* BEGIN *

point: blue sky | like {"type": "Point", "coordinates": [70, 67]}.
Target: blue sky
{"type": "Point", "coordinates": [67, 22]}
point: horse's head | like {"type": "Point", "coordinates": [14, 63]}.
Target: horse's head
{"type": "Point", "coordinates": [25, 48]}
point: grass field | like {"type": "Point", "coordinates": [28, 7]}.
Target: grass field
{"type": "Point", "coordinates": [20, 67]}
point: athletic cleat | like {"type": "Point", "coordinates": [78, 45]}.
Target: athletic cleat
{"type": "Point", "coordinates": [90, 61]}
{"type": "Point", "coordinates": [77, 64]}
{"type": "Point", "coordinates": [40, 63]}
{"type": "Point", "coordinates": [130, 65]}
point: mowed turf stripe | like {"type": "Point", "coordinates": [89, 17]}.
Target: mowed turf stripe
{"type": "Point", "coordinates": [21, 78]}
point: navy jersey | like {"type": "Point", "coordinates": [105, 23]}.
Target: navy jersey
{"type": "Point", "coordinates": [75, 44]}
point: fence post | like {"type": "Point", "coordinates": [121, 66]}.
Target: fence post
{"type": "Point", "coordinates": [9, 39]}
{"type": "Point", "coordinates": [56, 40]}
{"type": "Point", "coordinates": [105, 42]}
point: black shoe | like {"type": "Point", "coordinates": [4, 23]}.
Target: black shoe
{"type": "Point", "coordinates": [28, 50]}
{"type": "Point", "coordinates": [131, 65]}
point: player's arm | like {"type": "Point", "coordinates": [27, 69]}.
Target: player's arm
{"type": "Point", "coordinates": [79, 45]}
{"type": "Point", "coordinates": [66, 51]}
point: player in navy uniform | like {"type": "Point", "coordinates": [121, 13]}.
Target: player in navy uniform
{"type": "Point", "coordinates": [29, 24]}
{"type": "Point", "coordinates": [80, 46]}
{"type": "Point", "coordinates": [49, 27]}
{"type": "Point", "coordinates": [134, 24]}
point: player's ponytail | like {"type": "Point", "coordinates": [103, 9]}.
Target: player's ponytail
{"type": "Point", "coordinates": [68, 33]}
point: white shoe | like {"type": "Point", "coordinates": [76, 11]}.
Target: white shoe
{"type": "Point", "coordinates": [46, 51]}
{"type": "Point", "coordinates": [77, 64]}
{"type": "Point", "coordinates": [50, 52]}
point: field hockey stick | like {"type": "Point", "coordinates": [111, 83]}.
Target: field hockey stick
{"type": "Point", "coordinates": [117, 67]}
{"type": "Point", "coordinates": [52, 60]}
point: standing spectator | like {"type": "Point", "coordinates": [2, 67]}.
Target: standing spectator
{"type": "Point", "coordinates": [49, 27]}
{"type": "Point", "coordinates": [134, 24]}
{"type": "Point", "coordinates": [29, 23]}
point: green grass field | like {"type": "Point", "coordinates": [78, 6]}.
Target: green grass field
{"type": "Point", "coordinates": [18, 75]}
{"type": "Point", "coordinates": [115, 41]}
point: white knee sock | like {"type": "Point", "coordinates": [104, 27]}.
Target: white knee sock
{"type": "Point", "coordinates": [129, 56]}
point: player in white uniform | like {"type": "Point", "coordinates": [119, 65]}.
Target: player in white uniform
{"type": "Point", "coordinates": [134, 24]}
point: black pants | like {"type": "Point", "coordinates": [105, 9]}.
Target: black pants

* END *

__Task goal__: Set all of the entries down again, exactly as they were given.

__Final answer__:
point: blue sky | like {"type": "Point", "coordinates": [70, 67]}.
Target: blue sky
{"type": "Point", "coordinates": [67, 22]}
point: horse's head | like {"type": "Point", "coordinates": [14, 63]}.
Target: horse's head
{"type": "Point", "coordinates": [25, 48]}
point: grass field | like {"type": "Point", "coordinates": [28, 7]}.
Target: grass field
{"type": "Point", "coordinates": [20, 67]}
point: athletic cleat | like {"type": "Point", "coordinates": [78, 45]}.
Target: athletic cleat
{"type": "Point", "coordinates": [90, 61]}
{"type": "Point", "coordinates": [77, 64]}
{"type": "Point", "coordinates": [40, 63]}
{"type": "Point", "coordinates": [130, 65]}
point: mowed turf stripe | like {"type": "Point", "coordinates": [89, 17]}.
Target: mowed turf stripe
{"type": "Point", "coordinates": [21, 78]}
point: navy jersey | like {"type": "Point", "coordinates": [105, 23]}.
Target: navy jersey
{"type": "Point", "coordinates": [75, 44]}
point: fence post | like {"type": "Point", "coordinates": [121, 66]}.
Target: fence post
{"type": "Point", "coordinates": [9, 39]}
{"type": "Point", "coordinates": [56, 40]}
{"type": "Point", "coordinates": [105, 42]}
point: black shoe | like {"type": "Point", "coordinates": [4, 23]}.
Target: black shoe
{"type": "Point", "coordinates": [28, 50]}
{"type": "Point", "coordinates": [131, 65]}
point: player's arm | like {"type": "Point", "coordinates": [27, 69]}.
Target: player's arm
{"type": "Point", "coordinates": [79, 45]}
{"type": "Point", "coordinates": [66, 51]}
point: player in navy uniform | like {"type": "Point", "coordinates": [121, 13]}.
Target: player in navy uniform
{"type": "Point", "coordinates": [29, 24]}
{"type": "Point", "coordinates": [80, 46]}
{"type": "Point", "coordinates": [49, 27]}
{"type": "Point", "coordinates": [134, 24]}
point: player's ponytail | like {"type": "Point", "coordinates": [103, 9]}.
Target: player's ponytail
{"type": "Point", "coordinates": [68, 33]}
point: white shoe | like {"type": "Point", "coordinates": [76, 11]}.
Target: white shoe
{"type": "Point", "coordinates": [46, 51]}
{"type": "Point", "coordinates": [77, 64]}
{"type": "Point", "coordinates": [50, 52]}
point: field hockey stick | like {"type": "Point", "coordinates": [111, 83]}.
Target: field hockey stick
{"type": "Point", "coordinates": [117, 67]}
{"type": "Point", "coordinates": [52, 60]}
point: standing spectator | like {"type": "Point", "coordinates": [2, 67]}.
Target: standing spectator
{"type": "Point", "coordinates": [49, 27]}
{"type": "Point", "coordinates": [134, 24]}
{"type": "Point", "coordinates": [29, 23]}
point: green grass field | like {"type": "Point", "coordinates": [78, 6]}.
Target: green grass field
{"type": "Point", "coordinates": [18, 75]}
{"type": "Point", "coordinates": [115, 41]}
point: white knee sock | like {"type": "Point", "coordinates": [104, 27]}.
Target: white knee sock
{"type": "Point", "coordinates": [129, 56]}
point: player in white uniform | like {"type": "Point", "coordinates": [119, 65]}.
Target: player in white uniform
{"type": "Point", "coordinates": [134, 24]}
point: black pants | like {"type": "Point", "coordinates": [105, 9]}.
Target: black pants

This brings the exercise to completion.